Given instruction —
Reproduce the records beginning at the line that has "Using the specimen image, mark the wood" and stopping after the line that has "[213,155,260,374]", renaming "specimen image" to "sample photo" everywhere and keeping everything else the same. Leave the picture out of your answer.

(Excerpts from a detection dataset)
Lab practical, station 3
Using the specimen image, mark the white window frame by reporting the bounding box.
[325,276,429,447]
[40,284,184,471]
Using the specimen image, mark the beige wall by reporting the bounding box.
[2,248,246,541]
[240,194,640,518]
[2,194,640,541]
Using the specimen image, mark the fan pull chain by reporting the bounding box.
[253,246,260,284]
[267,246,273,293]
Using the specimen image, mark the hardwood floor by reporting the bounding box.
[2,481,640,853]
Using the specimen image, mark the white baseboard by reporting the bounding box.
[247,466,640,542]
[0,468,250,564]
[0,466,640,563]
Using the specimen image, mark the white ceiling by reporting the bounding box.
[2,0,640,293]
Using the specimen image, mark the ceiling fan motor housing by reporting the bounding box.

* * *

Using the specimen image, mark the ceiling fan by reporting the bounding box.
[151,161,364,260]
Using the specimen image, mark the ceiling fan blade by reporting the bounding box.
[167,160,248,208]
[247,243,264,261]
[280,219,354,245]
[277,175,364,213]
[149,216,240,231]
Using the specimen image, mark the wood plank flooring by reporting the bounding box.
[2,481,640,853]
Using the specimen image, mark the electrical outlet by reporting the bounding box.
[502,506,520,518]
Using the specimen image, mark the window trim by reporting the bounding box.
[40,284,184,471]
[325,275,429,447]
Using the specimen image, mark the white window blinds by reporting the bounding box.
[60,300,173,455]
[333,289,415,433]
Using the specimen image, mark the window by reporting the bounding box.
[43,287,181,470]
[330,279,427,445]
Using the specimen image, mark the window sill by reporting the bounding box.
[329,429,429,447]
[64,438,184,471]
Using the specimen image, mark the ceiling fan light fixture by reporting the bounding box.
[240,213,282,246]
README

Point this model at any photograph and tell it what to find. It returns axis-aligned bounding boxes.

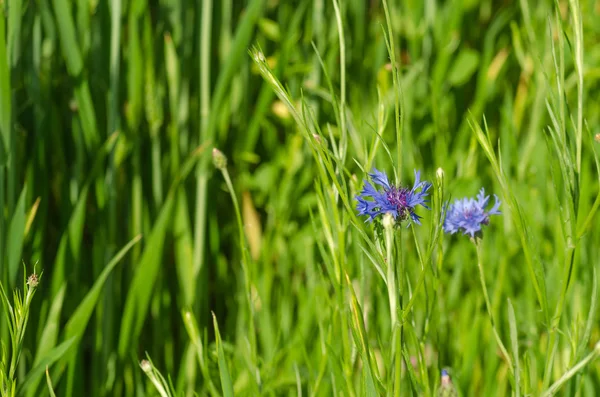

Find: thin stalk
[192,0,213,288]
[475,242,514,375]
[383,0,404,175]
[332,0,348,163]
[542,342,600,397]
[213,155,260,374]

---

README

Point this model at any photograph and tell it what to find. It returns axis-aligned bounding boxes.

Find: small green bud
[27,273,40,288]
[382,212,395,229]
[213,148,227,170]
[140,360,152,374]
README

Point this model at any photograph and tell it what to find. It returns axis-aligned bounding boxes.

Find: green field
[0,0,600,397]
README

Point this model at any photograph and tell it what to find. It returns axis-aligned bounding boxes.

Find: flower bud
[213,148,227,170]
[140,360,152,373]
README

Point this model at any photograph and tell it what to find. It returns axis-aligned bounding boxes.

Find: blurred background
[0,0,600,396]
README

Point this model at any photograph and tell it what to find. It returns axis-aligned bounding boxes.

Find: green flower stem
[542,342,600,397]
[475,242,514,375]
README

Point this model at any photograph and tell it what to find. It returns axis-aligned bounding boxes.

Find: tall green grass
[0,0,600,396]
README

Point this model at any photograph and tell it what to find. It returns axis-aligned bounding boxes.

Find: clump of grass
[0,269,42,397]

Response to this exercise —
Using the sample photo, mark the wood plank flooring by reporting the bounding box.
[2,481,640,853]
Using the sample photo, mark the electrical outlet by reporting the bounding box.
[502,506,520,518]
Using the sample photo, mark the window trim by reporting the bounding box.
[40,284,184,471]
[325,275,429,447]
Using the sample photo, mark the white window blinds by reporting the bounding box.
[60,300,173,455]
[333,289,415,433]
Using the sample photo, mark the window by reporting the bounding box.
[43,287,181,470]
[330,279,427,445]
Using the sample photo, mark the window sill by reporting the bounding box.
[329,429,429,447]
[64,438,184,471]
Using the sample photo, mark the ceiling fan light fixture by reporting the bounding box.
[240,213,282,246]
README

Point this model at any photograph and tell it what to find. It returns axis-aligned bounding boxes.


Find: thin stalk
[192,0,213,288]
[475,242,514,375]
[383,0,404,175]
[332,0,348,163]
[542,342,600,397]
[213,155,260,374]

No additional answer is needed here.